● TEXT SEGMENT:

════

Astrue v. Ratliff - 08-1322 (2010)
SOTOMAYOR, J., CONCURRING
FONT CAPS="1">ASTRUE V. RATLIFF
560 U. S. ____ (2010)
SUPREME COURT OF THE UNITED STATES
MICHAEL J. ASTRUE, COMMISSIONER OF SOCIAL SECURITY, PETITIONER v. CATHERINE G. RATLIFF
on writ of certiorari to the united states court of appeals for the eighth circuit
[June 14, 2010]
Justice Sotomayor, with whom Justice Stevens and Justice Ginsburg join, concurring.
I join the Court’s opinion because I agree that the text of the Equal Access to Justice Act (EAJA) and our precedents compel the conclusion that an attorney’s fee award under 28 U. S. C. §2412(d) is payable to the prevailing litigant rather than the attorney. The EAJA does not legally obligate the Government to pay a prevailing litigant’s attorney, and the litigant’s obligation to pay her attorney is controlled not by the EAJA but by contract and the law governing that contract. That conclusion, however, does not answer the question whether Congress intended the Government to deduct moneys from EAJA fee awards to offset a litigant’s pre-existing and unrelated debt, as the Treasury Department began to do only in 2005 pursuant to its authority under the Debt Collection Improvement Act of 1996 (DCIA). In my view, it is likely both that Congress did not consider that question and that, had it done so, it would not have wanted EAJA fee awards to be subject to offset. Because such offsets undercut the effectiveness of the EAJA and cannot be justified by reference to the DCIA’s text or purpose, it seems probable that Congress would have made, and perhaps will in the future make, the opposite choice if clearly presented with it.

════

● EXERCISE AIM: Proceed with the concurring opinion in Astrue v. Ratliff, writing what follows its final sentence above.

════

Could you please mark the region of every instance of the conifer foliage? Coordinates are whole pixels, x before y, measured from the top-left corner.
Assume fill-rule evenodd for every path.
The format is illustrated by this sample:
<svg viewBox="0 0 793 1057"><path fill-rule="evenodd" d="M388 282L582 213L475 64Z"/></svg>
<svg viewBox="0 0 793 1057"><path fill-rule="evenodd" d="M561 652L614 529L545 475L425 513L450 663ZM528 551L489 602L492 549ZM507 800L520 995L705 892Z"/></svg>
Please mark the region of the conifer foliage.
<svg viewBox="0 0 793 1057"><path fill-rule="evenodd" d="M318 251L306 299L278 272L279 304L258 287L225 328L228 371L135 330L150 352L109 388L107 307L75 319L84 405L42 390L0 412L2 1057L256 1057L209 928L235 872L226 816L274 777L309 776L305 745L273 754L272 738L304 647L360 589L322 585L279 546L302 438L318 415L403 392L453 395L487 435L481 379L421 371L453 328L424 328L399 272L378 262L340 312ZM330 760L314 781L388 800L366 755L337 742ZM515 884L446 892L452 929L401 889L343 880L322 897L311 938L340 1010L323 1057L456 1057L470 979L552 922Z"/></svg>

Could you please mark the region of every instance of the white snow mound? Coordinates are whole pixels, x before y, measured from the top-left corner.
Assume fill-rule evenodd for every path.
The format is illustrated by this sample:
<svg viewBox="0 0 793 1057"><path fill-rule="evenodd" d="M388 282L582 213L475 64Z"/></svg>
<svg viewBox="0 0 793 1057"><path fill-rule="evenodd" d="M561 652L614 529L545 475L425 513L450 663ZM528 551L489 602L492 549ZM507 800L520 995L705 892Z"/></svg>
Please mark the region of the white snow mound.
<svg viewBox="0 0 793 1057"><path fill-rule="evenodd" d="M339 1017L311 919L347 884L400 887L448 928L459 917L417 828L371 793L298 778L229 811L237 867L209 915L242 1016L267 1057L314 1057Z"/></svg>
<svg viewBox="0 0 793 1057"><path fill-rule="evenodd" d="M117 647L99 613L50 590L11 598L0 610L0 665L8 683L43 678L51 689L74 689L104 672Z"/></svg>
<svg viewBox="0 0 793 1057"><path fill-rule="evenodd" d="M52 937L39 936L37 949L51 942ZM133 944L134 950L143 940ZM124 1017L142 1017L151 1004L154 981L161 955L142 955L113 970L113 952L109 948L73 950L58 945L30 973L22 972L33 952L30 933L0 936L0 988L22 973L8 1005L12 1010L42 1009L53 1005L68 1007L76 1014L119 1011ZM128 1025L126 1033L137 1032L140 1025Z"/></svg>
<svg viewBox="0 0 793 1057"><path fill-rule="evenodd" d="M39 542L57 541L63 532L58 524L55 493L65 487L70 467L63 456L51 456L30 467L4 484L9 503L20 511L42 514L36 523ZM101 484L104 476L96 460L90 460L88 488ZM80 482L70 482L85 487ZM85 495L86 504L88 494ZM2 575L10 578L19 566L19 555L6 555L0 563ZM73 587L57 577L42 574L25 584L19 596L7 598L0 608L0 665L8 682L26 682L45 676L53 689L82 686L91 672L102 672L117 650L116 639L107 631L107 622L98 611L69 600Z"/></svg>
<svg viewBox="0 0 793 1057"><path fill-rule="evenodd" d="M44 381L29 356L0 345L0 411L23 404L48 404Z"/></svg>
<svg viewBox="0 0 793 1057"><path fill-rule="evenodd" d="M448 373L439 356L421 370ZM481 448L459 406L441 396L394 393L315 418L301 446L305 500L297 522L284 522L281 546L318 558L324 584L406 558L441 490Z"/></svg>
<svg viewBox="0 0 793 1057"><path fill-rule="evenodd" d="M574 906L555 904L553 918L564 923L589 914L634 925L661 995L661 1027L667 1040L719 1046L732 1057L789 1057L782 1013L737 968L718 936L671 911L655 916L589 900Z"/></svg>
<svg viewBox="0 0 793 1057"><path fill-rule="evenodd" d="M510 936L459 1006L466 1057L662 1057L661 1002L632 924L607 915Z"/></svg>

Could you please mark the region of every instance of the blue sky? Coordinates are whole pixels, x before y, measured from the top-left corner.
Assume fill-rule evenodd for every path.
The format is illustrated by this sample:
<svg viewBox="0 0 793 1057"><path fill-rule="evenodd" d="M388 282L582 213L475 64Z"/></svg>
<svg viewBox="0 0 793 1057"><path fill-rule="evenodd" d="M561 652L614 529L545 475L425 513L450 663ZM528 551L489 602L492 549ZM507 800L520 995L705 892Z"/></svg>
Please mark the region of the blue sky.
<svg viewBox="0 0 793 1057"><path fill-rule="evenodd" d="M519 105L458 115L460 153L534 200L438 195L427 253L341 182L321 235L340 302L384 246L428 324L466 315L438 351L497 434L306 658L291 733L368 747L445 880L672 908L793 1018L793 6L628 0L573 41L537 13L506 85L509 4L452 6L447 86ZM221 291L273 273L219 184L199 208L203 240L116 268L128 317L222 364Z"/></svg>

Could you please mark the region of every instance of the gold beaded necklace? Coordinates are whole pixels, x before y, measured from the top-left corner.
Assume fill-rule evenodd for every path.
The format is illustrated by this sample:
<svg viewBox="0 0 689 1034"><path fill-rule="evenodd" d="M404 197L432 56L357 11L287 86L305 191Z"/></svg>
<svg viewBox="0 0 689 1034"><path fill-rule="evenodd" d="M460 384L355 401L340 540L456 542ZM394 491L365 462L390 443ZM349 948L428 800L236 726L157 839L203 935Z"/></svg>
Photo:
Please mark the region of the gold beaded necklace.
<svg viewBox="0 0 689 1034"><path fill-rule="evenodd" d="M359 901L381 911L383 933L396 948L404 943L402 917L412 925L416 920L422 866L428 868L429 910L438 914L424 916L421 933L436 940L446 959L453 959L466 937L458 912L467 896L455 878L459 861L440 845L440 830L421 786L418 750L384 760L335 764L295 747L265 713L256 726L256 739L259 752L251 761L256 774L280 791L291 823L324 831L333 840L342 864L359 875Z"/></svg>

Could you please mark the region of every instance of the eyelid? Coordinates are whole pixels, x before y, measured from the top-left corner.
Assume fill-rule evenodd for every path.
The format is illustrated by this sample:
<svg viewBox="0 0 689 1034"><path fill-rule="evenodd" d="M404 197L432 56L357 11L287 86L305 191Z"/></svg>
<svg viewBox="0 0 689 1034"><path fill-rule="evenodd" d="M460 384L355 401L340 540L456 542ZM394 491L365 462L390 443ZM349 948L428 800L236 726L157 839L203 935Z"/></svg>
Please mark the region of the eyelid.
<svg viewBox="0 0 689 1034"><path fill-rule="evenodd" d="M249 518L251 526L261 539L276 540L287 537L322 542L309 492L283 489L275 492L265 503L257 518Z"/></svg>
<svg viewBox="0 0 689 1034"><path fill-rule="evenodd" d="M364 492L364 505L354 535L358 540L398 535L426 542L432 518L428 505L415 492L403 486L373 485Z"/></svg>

════

● RESULT OF THIS EXERCISE:
In enacting the EAJA, Congress found “that certain individuals, partnerships, corporations, and labor and other organizations may be deterred from seeking review of, or defending against, unreasonable governmental action because of the expense involved in securing the vindication of their rights in civil actions and in administrative proceedings.” §202(a), 94 Stat. 2325, note following 5 U. S. C. §504, p. 684 (Congressional Findings). As we have often recognized, “the specific purpose of the EAJA is to eliminate for the average person the financial disincentive to challenge unreasonable governmental actions.” Commissioner v. Jean, 496 U. S. 154, 163 (1990); see also Scarborough v. Principi, 541 U. S. 401, 406 (2004) (by “expressly authoriz[ing] attorney’s fee awards against the Federal Government,” Congress sought “ ‘to eliminate the barriers that prohibit small businesses and individuals from securing vindication of their rights in civil actions and administrative proceedings brought by or against the Federal Government’ ” (quoting H. R. Rep. No. 96–1005, p. 9 (1979))); Sullivan v. Hudson, 490 U. S. 877, 883 (1989) (the EAJA was designed to address the problem that “ ‘[f]or many citizens, the costs of securing vindication of their rights and the inability to recover attorney fees preclude resort to the adjudicatory process’ ” (quoting S. Rep. No. 96–253, p. 5 (1979))). EAJA fee awards, which average only $3,000 to $4,000 per case, have proved to be a remarkably efficient way of improving access to the courts for the statute’s intended beneficiaries, including thousands of recipients of Social Security and veteran’s benefits each year.[Footnote 1] Brief for Respondent 4–5; see also Jean, 496 U. S., at 164, nn. 12–13.
The EAJA’s admirable purpose will be undercut if lawyers fear that they will never actually receive attorney’s fees to which a court has determined the prevailing party is entitled. The point of an award of attorney’s fees, after all, is to enable a prevailing litigant to pay her attorney. See, e.g., Missouri v. Jenkins, 491 U. S. 274, 285 (1989) (“We … take as our starting point the self-evident proposition that the ‘reasonable attorney’s fee’ provided by [42 U. S. C. §1988] should compensate” for “the work product of an attorney”); Hensley v. Eckerhart, 461 U. S. 424, 435 (1983) (“Where a plaintiff has obtained excellent results, his attorney should recover a fully compensatory fee”). We have accordingly acknowledged that in litigants’ motions for attorney’s fees, “the real parties in interest are their attorneys.” Gisbrecht v. Barnhart, 535 U. S. 789, 798, n. 6 (2002). Subjecting EAJA fee awards to administrative offset for a litigant’s debts will unquestionably make it more difficult for persons of limited means to find attorneys to represent them. See, e.g., Brief for National Organization of Social Security Claimants’ Representatives et al. as Amici Curiae 25 (hereinafter NOSSCR Brief).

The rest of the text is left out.